------ GIVEN ENTRIES
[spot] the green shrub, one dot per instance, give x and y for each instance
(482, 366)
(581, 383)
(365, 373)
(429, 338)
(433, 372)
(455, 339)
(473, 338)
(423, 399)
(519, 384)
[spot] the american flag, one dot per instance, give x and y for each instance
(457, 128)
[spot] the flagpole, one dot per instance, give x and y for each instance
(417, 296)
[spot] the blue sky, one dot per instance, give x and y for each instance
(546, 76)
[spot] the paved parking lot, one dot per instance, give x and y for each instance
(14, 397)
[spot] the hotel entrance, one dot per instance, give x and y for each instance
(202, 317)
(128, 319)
------------
------ GIVEN ENTRIES
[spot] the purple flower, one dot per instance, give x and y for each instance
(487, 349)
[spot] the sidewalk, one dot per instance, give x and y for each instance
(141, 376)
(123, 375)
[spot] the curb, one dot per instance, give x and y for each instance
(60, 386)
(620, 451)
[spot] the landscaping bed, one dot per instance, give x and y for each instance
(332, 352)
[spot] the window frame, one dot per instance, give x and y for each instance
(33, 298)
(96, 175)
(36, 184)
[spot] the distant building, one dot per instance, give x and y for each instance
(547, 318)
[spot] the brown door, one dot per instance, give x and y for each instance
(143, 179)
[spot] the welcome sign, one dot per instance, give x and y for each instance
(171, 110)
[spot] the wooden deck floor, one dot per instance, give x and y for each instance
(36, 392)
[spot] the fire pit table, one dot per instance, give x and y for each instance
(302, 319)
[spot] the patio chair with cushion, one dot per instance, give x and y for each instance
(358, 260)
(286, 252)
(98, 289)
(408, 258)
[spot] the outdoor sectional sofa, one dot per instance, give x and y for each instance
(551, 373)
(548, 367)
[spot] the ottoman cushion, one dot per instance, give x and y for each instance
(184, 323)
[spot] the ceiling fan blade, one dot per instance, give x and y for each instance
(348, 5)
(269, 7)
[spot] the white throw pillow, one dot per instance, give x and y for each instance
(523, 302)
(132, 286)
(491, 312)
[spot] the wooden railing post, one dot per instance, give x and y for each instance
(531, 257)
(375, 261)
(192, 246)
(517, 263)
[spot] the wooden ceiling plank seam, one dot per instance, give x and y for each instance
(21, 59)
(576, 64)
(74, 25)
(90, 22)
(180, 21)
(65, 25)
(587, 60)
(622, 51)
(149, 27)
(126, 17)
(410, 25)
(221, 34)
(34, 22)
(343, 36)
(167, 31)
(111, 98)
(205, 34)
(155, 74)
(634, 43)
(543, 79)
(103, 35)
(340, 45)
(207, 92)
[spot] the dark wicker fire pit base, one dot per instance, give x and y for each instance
------------
All lines above from the one with "[spot] the ottoman" to the one with "[spot] the dark", inclusive, should be copied exactly, and no other lines.

• SOLUTION TO THE PROBLEM:
[spot] the ottoman cushion, one dot per instance, give x and y for each instance
(184, 323)
[spot] the ceiling fan blade, one dot per instance, give x and y for each instance
(348, 5)
(269, 7)
[spot] the white throw pillow, one dot per instance, give x and y for each instance
(523, 302)
(132, 286)
(491, 312)
[spot] the wooden railing post, one dot per instance, give x and y for each instance
(531, 257)
(375, 261)
(192, 246)
(517, 263)
[spot] the wooden ceiling plank seam, one dot per instance, give x and y for each instance
(21, 59)
(576, 64)
(74, 25)
(90, 22)
(180, 21)
(65, 25)
(587, 60)
(622, 51)
(149, 27)
(126, 17)
(410, 25)
(221, 34)
(34, 22)
(343, 36)
(167, 31)
(111, 98)
(205, 34)
(155, 74)
(634, 43)
(543, 79)
(103, 35)
(340, 45)
(207, 92)
[spot] the dark wicker fire pit base, one dot per instance, give x and y for each instance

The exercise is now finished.